• **EXTRAIT DU DOCUMENT**:
Clara Villain est traductrice de littérature grecque et chypriote contemporaine. Elle a étudié le grec moderne à Paris (INALCO – Institut National des Langues et Cultures Orientales) et la traduction littéraire à Athènes (Programme de formation professionnelle pour les jeunes traducteurs de littérature grecque – Fondation Kostas & Eleni Ouranis et Fondation Charis Petrou) et à Paris (École de Traduction Littéraire – CNL/Asfored). En 2021, elle a été sélectionnée pour le « Prix de la traduction VoVf – INALCO » pour la traduction du roman Dendrites (Sillages) de Kallia Papadaki.
Clara Villain s’est entretenue avec notre publication affiliée Greek News Agenda / Reading Greece* sur la littérature grecque, les défis de la traduction ainsi que sur le rôle des traducteurs en tant qu’ «ambassadeurs culturels» entre les pays.

Votre dernière traduction L’enfant qui sema la mort d’Auguste Corteau a récemment été publiée en français (Belfond, 2024). Parlez-nous de cette expérience.
Traduire un roman comme L’enfant qui sema la mort (Μισό παιδί) d’Auguste Corteau, qui traite de sujets très sensibles tels que la maltraitance des femmes et des enfants, la xénophobie, la LGBTphobie et la possession d’armes, peut être assez épuisant sur le plan émotionnel et je redoutais le moment où je devrais me plonger dans certains des passages les plus sombres du livre. À ma grande surprise, le plaisir que j’ai trouvé dans la qualité de la prose l’a emporté sur le stress causé par la violence décrite. En effet, malgré la gravité du sujet, l’écriture de Corteau est empreinte d’humour et de tendresse.
Sur le plan professionnel, la traduction du roman de Corteau a été un plaisir du début à la fin. Je souhaite à tous les traducteurs de travailler dans des conditions aussi favorables. La communication a été aimable et efficace avec toutes les parties concernées, de l’agent Katerina Fragou et de l’auteur lui-même à l’éditeur et au rédacteur en chef de la maison d’édition Belfond.
Ce qui a rendu cette traduction si spéciale pour moi, c’est aussi le fait qu’Auguste Corteau a non seulement une connaissance approfondie de la langue française, mais qu’il est aussi un traducteur chevronné et qu’il a donc pu évaluer lui-même la qualité de ma traduction. Ce serait mentir de dire que cette prise de conscience ne s’est pas accompagnée d’un peu de pression supplémentaire. J’ai été très heureuse – et soulagée – lorsqu’il m’a dit à quel point il appréciait mon travail.
J’espère sincèrement que ce roman parviendra à toucher de nombreux lecteurs francophones et qu’il recevra l’accueil chaleureux qu’il mérite.
Comment avez-vous commencé à vous intéresser à la littérature grecque ? Quels sont les principaux défis auxquels vous avez été confrontée lors de la traduction de la littérature grecque en français ?

• **CONSIGNE A**: Condensez le paragraphe de l'entretien avec Clara Villain qui commence par « Sur le plan professionnel » en conservant ses faits essentiels.
• **CONSIGNE B**: Reproduisez à l'identique le passage de l'entretien avec Clara Villain allant de « Ce qui a rendu » jusqu'à « appréciait mon travail. » inclus.
• **CONSIGNE C**: Donnez la suite de l'entretien avec Clara Villain, en reprenant après sa dernière phrase affichée.
Les lignes ci-après proviennent d'une autre source que l'entretien.

• **LIGNES DE DONNÉES**:
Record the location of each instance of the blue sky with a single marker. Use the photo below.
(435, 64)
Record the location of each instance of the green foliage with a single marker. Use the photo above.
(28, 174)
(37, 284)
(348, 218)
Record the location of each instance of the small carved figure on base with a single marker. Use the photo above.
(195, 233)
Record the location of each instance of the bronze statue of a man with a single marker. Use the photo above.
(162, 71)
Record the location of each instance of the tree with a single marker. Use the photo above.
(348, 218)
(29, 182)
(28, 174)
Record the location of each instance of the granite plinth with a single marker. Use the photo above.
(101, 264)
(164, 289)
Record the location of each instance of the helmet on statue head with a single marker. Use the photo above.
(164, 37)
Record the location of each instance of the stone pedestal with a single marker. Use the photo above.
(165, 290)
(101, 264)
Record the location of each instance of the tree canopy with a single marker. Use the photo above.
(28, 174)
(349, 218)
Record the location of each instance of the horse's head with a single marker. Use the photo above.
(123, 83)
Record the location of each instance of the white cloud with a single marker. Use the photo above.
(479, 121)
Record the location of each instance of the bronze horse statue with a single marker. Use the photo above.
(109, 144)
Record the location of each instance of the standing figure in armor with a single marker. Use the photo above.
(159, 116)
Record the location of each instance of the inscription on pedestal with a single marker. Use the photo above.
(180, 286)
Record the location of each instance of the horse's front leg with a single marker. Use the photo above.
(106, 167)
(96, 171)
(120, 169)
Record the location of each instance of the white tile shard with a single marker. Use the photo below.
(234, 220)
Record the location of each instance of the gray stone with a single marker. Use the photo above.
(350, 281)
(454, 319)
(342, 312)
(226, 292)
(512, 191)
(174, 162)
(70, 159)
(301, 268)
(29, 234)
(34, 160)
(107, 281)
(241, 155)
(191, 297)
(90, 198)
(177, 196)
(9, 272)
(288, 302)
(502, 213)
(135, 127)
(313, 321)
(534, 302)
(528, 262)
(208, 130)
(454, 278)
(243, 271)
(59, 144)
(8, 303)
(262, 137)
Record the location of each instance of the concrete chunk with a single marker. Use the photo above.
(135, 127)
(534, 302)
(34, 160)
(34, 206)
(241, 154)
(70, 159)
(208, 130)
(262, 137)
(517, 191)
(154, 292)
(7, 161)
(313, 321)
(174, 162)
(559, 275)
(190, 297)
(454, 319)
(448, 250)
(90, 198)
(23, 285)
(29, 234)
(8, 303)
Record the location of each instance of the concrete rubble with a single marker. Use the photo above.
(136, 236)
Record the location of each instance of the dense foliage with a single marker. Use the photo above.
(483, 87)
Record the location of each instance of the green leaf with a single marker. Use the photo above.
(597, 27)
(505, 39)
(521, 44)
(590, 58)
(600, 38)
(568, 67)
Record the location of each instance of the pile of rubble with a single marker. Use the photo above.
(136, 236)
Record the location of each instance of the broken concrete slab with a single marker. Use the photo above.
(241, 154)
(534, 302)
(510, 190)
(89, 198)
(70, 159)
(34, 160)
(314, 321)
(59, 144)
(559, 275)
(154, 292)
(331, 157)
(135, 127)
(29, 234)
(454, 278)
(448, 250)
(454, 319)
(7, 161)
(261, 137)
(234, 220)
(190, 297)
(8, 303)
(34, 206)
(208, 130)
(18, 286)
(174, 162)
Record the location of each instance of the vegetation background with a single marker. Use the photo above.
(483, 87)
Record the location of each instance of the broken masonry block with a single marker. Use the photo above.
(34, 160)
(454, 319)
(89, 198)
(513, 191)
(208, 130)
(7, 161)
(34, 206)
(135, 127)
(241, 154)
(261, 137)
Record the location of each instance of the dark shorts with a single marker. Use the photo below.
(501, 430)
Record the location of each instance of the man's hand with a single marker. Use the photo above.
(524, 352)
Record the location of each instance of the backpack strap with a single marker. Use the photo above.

• **RÉPONSE A**: Professionnellement, la traduction du roman de Corteau a été un plaisir de bout en bout, dans des conditions que la traductrice souhaite à tous ses confrères. La communication a été aimable et efficace avec toutes les parties : l'agent Katerina Fragou, l'auteur, ainsi que l'éditeur et le rédacteur en chef de Belfond.

• **RÉPONSE B**:
Ce qui a rendu cette traduction si spéciale pour moi, c’est aussi le fait qu’Auguste Corteau a non seulement une connaissance approfondie de la langue française, mais qu’il est aussi un traducteur chevronné et qu’il a donc pu évaluer lui-même la qualité de ma traduction. Ce serait mentir de dire que cette prise de conscience ne s’est pas accompagnée d’un peu de pression supplémentaire. J’ai été très heureuse – et soulagée – lorsqu’il m’a dit à quel point il appréciait mon travail.

• **RÉPONSE C**:
Bien que je ne sois pas d’origine grecque, mon lien particulier avec la Grèce trouve son origine dans l’histoire de mon père, qui s’est rendu dans le Péloponnèse quand il avait 20 ans et y a passé près d’un an dans un petit village, travaillant avec les habitants dans les fermes et les champs d’oliviers. La dictature des colonels l’a forcé à quitter le pays et, même s’il n’a pas eu l’occasion de visiter sa « seconde patrie » pendant plus de quarante ans, il a gardé un lien fort avec sa langue, sa poésie et sa musique. Les chansons grecques qu’il nous chantait lorsque j’étais enfant et les dictionnaires posés en permanence sur son bureau m’ont fait une forte impression.
Ayant été scolarisée à la maison pendant des années, j’ai eu l’occasion de commencer à apprendre le grec moderne à l’âge de quinze ans et j’ai bénéficié de l’excellent contenu pédagogique du Centre national d’enseignement à distance (CNED) français dans le cadre de mon programme d’études secondaires. Après presque un an d’apprentissage de la langue, je suis enfin allée en Grèce pour la première fois. À la fin de la troisième année, je me souviens d’avoir voyagé jusqu’à Paris pour passer l’examen final – une analyse orale de Ma grand-mère Athènes de Kostas Tachtsis. J’étais la seule étudiante sans aucune racine grecque, la plupart des candidats étant en fait des locuteurs natifs qui cherchaient à obtenir quelques points supplémentaires faciles. Après avoir obtenu mon diplôme de fin d’études secondaires, j’ai consacré sept ans à l’étude de la musique avant de retrouver le chemin du grec moderne. En 2015, j’ai obtenu une licence en études grecques modernes à Paris.
Ma connaissance de la musique et de la poésie grecques doit également beaucoup à Angelique Ionatos et à Katerina Fotinaki, deux merveilleuses auteures-compositrices-interprètes et amies proches, avec lesquelles j’ai eu le privilège de travailler pendant un certain temps. Elles m’ont fait découvrir l’œuvre de quelques grands poètes, tels que O. Elytis, N. Gatsos, K. Karyotakis et K. Palamas.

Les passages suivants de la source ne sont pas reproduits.